---------- READING TEXT

While the Rev. Martin Luther King, Jr. is best recognized as a champion of the American civil rights movement, his wisdom and vision extended beyond the borders of the United States to all of humanity. Dr. King was an outspoken supporter of Israel’s right to exist, and the right of the Jewish people to a homeland. Here are a few of his statements and the words of close colleagues that shed light on this:
“Peace for Israel means security, and we must stand with all our might to protect its right to exist, its territorial integrity. I see Israel as one of the great outposts of democracy in the world, and a marvelous example of what can be done, how desert land can be transformed into an oasis of brotherhood and democracy. Peace for Israel means security and that security must be a reality.”[i]
“Israel’s right to exist as a state in security is incontestable.”[ii]
“When people criticize Zionists they mean Jews, you are talking anti-Semitism,”[iii]
“I can say with absolute certainty that Martin abhorred anti-Semitism in all its forms, including anti-Zionism,”—Clarence B. Jones, personal attorney and close adviser to Martin Luther King Jr.[iv]
“Martin… warned repeatedly that anti-Semitism would soon be disguised as anti-Zionism.”—Clarence B. Jones, personal attorney and close adviser to Martin Luther King Jr.[v]
“[MLK] understood that a special relationship exists between African Americans and Jews… He knew that both peoples were uprooted involuntarily from their homelands. He knew that both peoples were shaped by the tragic experience of slavery. He knew that both peoples were forced to live in ghettoes, victims of segregation… He knew that both peoples were subject to laws passed with the particular intent of oppressing them simply because they were Jewish or black. He knew that both peoples have been subjected to oppression and genocide on a level unprecedented in history.”—Rep. John Lewis, former civil rights leader who worked with Martin Luther King Jr.[vi]
View this video of Dumisani Washington speaking about Dr. King’s views on Israel, peace, and coexistence:
Based on this evidence, it is inconceivable that Dr. King would engage in, or endorse, the demonization of Zionism that permeates documents like “Zionism Unsettled”. Yet, the international Boycott, Divest, and Sanction (BDS) movement describes its efforts as a close cousin of the American civil rights movement, and compares itself to the movement against apartheid in South Africa.
The American civil rights movement was about a minority seeking basic rights as citizens of their country. The movement against South African apartheid was about an oppressed majority seeking the same basic rights. The Israeli-Palestinian conflict, however, is about two national movements and two peoples.
The Palestinian movement is a national movement that seeks a Palestinian Arab state, not the “one state solution” BDS advocates promote. Palestinian leaders have publicly stated that “not a single Jew” will be permitted to live in Palestine. Under Palestinian law today, the sale of land to a Jew is a crime punishable by death, and Palestinians suspected of land sales to Jews have been executed without trial. This is not America in 1968, and it is not South Africa under apartheid.

--------------------
---------- MATERIAL PROVIDED

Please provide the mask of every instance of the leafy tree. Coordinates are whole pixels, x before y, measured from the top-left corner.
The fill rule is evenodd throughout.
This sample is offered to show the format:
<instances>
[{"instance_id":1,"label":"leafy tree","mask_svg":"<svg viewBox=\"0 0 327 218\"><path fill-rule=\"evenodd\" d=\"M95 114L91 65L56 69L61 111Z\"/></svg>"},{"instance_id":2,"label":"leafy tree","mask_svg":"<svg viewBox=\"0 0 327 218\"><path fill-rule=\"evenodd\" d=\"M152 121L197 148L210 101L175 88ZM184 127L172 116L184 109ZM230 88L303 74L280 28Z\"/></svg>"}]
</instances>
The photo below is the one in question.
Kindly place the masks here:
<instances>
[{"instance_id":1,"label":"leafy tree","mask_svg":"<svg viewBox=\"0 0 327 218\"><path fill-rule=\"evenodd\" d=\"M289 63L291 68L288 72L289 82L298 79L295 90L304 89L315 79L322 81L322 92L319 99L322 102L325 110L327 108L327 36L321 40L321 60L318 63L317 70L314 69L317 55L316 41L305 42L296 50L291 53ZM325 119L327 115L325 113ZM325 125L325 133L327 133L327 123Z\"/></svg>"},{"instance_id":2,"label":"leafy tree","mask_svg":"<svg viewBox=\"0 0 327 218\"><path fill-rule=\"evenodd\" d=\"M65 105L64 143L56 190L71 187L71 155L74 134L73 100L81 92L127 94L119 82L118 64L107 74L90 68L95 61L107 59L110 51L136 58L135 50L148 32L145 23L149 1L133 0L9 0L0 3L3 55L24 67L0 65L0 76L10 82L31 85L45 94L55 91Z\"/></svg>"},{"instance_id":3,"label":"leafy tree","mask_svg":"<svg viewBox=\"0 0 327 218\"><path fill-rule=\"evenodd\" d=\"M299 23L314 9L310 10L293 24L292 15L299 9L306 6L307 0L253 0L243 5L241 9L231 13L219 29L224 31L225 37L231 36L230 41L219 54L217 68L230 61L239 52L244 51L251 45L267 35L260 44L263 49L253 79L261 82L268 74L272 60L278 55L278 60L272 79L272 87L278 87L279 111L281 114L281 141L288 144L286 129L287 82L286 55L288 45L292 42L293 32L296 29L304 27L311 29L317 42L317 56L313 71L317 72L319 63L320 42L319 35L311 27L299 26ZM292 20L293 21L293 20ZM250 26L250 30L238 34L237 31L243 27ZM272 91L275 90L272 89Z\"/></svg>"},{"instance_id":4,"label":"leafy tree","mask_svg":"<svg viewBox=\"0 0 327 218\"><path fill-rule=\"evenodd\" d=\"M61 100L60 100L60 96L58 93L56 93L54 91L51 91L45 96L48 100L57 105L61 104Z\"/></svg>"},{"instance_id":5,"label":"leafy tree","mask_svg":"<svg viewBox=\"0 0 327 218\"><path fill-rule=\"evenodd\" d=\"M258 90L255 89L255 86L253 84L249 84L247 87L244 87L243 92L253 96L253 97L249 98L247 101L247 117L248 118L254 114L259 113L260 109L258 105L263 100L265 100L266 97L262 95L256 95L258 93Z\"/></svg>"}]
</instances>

--------------------

**OBJECTIVES**
#1 In the text on Martin Luther King Jr. and Israel, what role is Clarence B. Jones said to have had for King?
#2 Carry on the text on Martin Luther King Jr. and Israel, starting after its last sentence.
The rows are separate material, unrelated to the text on Martin Luther King Jr. and Israel.

**ANSWERS GIVEN**
#1 He was King's personal attorney and close adviser.

#2
Both the American civil rights movement and the movement against apartheid in South Africa had a plan of action: to enact laws and practices that gave the full rights of citizenship to all of the country’s people, regardless of race or ethnicity. The BDS movement has no real plan to “end the occupation”, which cannot be addressed in isolation from the conflict. The conflict and occupation can only be ended by both parties agreeing to peaceful coexistence, and each people fully recognizing the rights of the other.
The real plan forward is to continue the foundation-building necessary for the two-state solution to become reality. In Palestine this means promoting economic development, attracting external investment, economic cooperation with Israel, and the development of governmental institutions. This is what “investing in peace” is all about, and it is the only genuine path forward.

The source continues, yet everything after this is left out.